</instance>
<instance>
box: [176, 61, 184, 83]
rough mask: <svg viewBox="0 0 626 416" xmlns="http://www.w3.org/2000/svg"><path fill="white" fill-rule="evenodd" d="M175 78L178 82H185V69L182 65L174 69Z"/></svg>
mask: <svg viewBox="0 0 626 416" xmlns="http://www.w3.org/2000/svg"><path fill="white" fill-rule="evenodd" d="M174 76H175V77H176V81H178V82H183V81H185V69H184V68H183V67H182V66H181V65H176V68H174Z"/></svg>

---+---

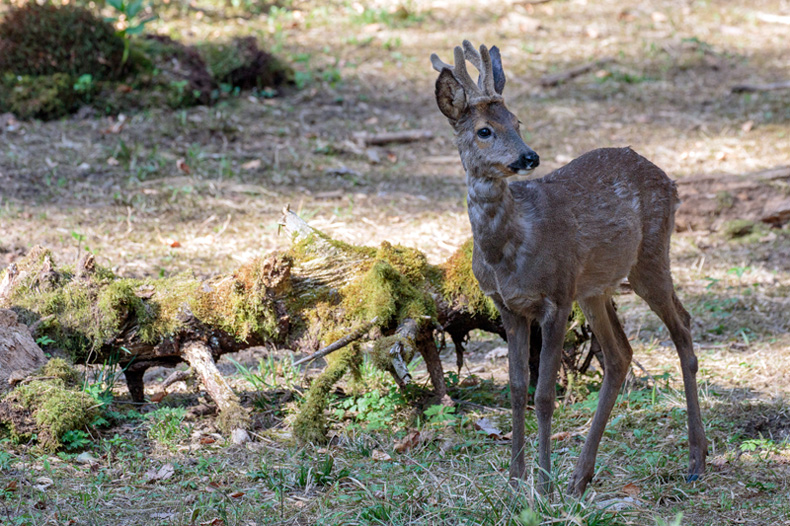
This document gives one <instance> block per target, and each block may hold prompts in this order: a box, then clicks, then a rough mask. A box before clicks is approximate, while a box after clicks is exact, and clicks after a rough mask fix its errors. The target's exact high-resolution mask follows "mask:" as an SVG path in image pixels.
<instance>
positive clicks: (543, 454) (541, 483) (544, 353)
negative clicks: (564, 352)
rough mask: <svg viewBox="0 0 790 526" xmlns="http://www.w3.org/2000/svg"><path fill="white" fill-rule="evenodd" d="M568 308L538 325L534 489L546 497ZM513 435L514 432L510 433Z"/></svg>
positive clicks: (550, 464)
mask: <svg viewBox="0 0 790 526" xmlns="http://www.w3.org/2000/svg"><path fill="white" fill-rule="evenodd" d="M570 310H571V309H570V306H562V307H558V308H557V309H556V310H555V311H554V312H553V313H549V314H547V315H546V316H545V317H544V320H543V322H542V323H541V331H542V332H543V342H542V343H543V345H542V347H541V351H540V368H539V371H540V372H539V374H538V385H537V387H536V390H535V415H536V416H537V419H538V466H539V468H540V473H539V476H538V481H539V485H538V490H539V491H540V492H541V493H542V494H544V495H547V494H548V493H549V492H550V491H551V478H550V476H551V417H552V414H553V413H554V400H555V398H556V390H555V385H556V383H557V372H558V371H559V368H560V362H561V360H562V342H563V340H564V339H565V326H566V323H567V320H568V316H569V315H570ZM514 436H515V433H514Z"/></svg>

---+---

*Task:* Within the material above, output exactly the lines from the one with "positive clicks: (543, 454)" through the one with "308L538 325L534 489L546", end lines included, and nothing besides.

*Output of the task:*
positive clicks: (543, 454) (541, 483) (544, 353)
negative clicks: (564, 352)
rough mask: <svg viewBox="0 0 790 526" xmlns="http://www.w3.org/2000/svg"><path fill="white" fill-rule="evenodd" d="M568 308L538 325L534 489L546 497ZM513 435L514 432L510 433Z"/></svg>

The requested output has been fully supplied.